[Collected data]
____

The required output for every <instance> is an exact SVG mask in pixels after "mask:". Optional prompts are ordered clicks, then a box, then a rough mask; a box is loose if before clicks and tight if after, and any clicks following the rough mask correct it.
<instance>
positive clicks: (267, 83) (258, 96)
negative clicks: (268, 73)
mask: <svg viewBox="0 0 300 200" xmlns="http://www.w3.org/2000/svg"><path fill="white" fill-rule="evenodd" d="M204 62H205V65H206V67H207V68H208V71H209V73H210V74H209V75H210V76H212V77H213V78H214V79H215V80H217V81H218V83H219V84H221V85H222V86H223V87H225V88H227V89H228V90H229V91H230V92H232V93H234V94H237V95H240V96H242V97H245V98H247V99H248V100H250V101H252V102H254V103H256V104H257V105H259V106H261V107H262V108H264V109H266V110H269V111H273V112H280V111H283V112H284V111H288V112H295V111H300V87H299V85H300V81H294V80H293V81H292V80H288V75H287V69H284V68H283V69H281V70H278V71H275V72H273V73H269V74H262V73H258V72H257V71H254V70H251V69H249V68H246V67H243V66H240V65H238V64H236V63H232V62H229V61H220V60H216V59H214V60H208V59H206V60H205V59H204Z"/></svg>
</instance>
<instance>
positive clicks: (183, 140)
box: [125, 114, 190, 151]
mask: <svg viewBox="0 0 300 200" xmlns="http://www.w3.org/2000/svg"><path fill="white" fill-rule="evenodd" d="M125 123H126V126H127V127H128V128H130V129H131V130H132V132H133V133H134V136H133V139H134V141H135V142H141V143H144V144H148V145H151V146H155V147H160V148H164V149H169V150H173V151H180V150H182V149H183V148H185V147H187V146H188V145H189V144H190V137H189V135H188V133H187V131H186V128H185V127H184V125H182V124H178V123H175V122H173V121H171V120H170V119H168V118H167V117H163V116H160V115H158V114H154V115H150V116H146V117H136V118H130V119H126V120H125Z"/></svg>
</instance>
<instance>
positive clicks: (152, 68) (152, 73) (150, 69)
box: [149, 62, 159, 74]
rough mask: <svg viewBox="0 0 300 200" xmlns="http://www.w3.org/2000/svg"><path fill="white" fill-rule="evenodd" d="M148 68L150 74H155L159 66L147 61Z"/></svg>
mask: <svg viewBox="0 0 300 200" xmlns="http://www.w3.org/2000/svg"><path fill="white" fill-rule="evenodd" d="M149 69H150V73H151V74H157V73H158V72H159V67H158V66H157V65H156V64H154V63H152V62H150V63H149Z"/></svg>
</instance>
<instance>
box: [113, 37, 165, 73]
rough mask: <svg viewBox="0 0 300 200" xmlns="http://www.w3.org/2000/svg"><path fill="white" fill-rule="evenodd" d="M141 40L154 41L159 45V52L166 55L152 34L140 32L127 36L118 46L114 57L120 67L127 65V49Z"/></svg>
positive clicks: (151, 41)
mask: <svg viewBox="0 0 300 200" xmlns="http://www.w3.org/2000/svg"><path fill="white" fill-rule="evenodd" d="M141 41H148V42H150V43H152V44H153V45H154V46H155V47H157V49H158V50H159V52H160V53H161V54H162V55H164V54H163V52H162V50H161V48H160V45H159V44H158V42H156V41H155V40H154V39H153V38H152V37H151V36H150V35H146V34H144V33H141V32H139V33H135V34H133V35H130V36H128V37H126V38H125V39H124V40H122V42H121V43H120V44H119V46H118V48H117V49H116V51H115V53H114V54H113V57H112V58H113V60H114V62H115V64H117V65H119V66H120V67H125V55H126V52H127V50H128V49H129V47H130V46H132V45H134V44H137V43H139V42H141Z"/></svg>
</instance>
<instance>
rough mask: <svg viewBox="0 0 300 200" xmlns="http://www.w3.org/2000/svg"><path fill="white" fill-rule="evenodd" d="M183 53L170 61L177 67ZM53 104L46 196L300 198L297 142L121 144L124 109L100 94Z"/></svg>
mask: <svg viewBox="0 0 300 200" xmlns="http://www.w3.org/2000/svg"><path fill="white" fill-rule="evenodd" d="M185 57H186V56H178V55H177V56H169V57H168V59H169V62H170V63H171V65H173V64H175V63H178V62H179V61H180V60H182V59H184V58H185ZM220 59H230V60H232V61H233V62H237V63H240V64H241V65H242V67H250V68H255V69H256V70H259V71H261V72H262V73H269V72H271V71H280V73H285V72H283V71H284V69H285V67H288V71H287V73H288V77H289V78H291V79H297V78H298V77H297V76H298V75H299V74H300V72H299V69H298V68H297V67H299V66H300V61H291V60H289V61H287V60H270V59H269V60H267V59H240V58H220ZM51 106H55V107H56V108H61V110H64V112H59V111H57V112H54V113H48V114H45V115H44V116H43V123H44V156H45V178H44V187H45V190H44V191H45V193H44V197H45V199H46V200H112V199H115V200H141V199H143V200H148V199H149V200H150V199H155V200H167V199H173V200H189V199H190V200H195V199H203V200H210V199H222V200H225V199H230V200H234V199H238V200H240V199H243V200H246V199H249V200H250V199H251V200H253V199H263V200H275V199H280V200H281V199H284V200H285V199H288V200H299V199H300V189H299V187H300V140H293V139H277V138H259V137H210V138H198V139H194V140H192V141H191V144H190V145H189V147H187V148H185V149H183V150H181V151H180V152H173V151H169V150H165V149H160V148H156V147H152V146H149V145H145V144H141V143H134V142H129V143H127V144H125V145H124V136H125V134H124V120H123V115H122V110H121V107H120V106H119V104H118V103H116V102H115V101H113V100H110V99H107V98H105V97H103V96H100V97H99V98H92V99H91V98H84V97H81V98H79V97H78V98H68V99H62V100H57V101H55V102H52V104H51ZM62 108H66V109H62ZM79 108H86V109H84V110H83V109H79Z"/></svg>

____

This exercise needs each record retyped exactly as shown.

_WRITTEN RESPONSE_
The required output for every <instance> is an exact SVG mask in pixels after "mask:". Optional prompts are ordered clicks, then a box, then a rough mask; a box is loose if before clicks and tight if after, and any clicks following the rough mask correct it.
<instance>
positive clicks: (267, 83) (258, 96)
negative clicks: (268, 73)
mask: <svg viewBox="0 0 300 200" xmlns="http://www.w3.org/2000/svg"><path fill="white" fill-rule="evenodd" d="M204 62H205V65H206V67H207V68H208V71H209V73H210V74H209V75H210V76H212V77H213V78H214V79H215V80H217V81H218V83H219V84H221V85H222V86H223V87H225V88H227V89H228V90H229V91H230V92H232V93H234V94H237V95H240V96H242V97H245V98H247V99H248V100H250V101H252V102H254V103H256V104H257V105H259V106H261V107H262V108H264V109H266V110H269V111H273V112H280V111H283V112H284V111H288V112H295V111H300V87H299V85H300V81H294V80H293V81H292V80H288V75H287V69H284V68H283V69H281V70H278V71H275V72H273V73H269V74H262V73H258V72H257V71H254V70H251V69H249V68H246V67H243V66H240V65H238V64H236V63H232V62H229V61H220V60H216V59H214V60H208V59H206V60H205V59H204Z"/></svg>
</instance>
<instance>
positive clicks: (183, 140)
box: [125, 114, 190, 151]
mask: <svg viewBox="0 0 300 200" xmlns="http://www.w3.org/2000/svg"><path fill="white" fill-rule="evenodd" d="M125 123H126V126H127V127H128V128H130V129H131V130H132V132H133V133H134V136H133V139H134V141H135V142H141V143H144V144H148V145H151V146H155V147H160V148H164V149H169V150H173V151H180V150H182V149H183V148H185V147H187V146H188V145H189V144H190V137H189V135H188V133H187V131H186V128H185V127H184V125H182V124H178V123H175V122H173V121H171V120H170V119H168V118H167V117H163V116H160V115H158V114H154V115H150V116H146V117H136V118H130V119H126V120H125Z"/></svg>
</instance>
<instance>
positive clicks: (152, 68) (152, 73) (150, 69)
box: [149, 62, 159, 74]
rough mask: <svg viewBox="0 0 300 200" xmlns="http://www.w3.org/2000/svg"><path fill="white" fill-rule="evenodd" d="M148 68L150 74H155L159 66L147 61Z"/></svg>
mask: <svg viewBox="0 0 300 200" xmlns="http://www.w3.org/2000/svg"><path fill="white" fill-rule="evenodd" d="M149 69H150V73H151V74H157V73H158V72H159V67H158V66H157V65H156V64H154V63H152V62H150V63H149Z"/></svg>
</instance>
<instance>
box: [113, 37, 165, 73]
rough mask: <svg viewBox="0 0 300 200" xmlns="http://www.w3.org/2000/svg"><path fill="white" fill-rule="evenodd" d="M141 40L154 41L159 45V52L166 55L152 34L140 32L127 36L118 46L114 57L120 67L127 65V49Z"/></svg>
positive clicks: (151, 41)
mask: <svg viewBox="0 0 300 200" xmlns="http://www.w3.org/2000/svg"><path fill="white" fill-rule="evenodd" d="M141 41H148V42H150V43H152V44H153V45H154V46H155V47H157V49H158V50H159V52H160V53H161V54H162V55H164V54H163V52H162V50H161V48H160V45H159V44H158V42H156V41H155V40H154V39H153V38H152V37H151V36H150V35H146V34H144V33H141V32H139V33H135V34H133V35H130V36H128V37H126V38H125V39H124V40H122V42H121V43H120V44H119V46H118V48H117V49H116V51H115V53H114V54H113V57H112V58H113V60H114V62H115V64H117V65H119V66H120V67H125V55H126V52H127V50H128V49H129V47H130V46H132V45H134V44H137V43H139V42H141Z"/></svg>
</instance>
<instance>
rough mask: <svg viewBox="0 0 300 200" xmlns="http://www.w3.org/2000/svg"><path fill="white" fill-rule="evenodd" d="M183 53L170 61L177 67ZM53 104L46 196L300 198L297 142L121 144L124 109L100 94Z"/></svg>
mask: <svg viewBox="0 0 300 200" xmlns="http://www.w3.org/2000/svg"><path fill="white" fill-rule="evenodd" d="M185 57H186V56H178V55H177V56H169V57H168V59H169V62H170V63H171V65H173V64H175V63H178V62H179V61H180V60H182V59H184V58H185ZM220 59H230V60H232V61H233V62H237V63H240V64H241V65H242V67H250V68H255V69H256V70H259V71H261V72H262V73H269V72H271V71H280V73H285V72H283V71H284V69H285V67H288V71H287V73H288V77H289V78H291V79H297V78H298V77H297V76H298V75H299V74H300V72H299V69H298V68H297V67H299V66H300V61H291V60H289V61H287V60H270V59H269V60H267V59H240V58H220ZM51 106H55V107H56V108H61V110H64V112H59V111H57V112H54V113H48V114H45V115H44V116H43V123H44V156H45V178H44V187H45V190H44V191H45V193H44V197H45V199H46V200H112V199H115V200H141V199H143V200H148V199H149V200H150V199H155V200H167V199H173V200H189V199H190V200H195V199H203V200H210V199H222V200H225V199H230V200H234V199H238V200H240V199H243V200H246V199H249V200H250V199H251V200H253V199H263V200H275V199H280V200H281V199H284V200H285V199H288V200H299V199H300V189H299V187H300V140H293V139H277V138H259V137H210V138H198V139H194V140H192V141H191V144H190V145H189V147H187V148H185V149H183V150H181V151H180V152H173V151H169V150H165V149H160V148H156V147H152V146H149V145H145V144H141V143H134V142H129V143H127V144H125V145H124V136H125V134H124V120H123V115H122V110H121V107H120V106H119V104H118V103H116V102H115V101H113V100H110V99H107V98H105V97H103V96H100V97H99V98H92V99H91V98H84V97H81V98H79V97H78V98H68V99H62V100H57V101H55V102H52V104H51ZM62 108H66V109H62ZM79 108H86V109H84V110H83V109H79Z"/></svg>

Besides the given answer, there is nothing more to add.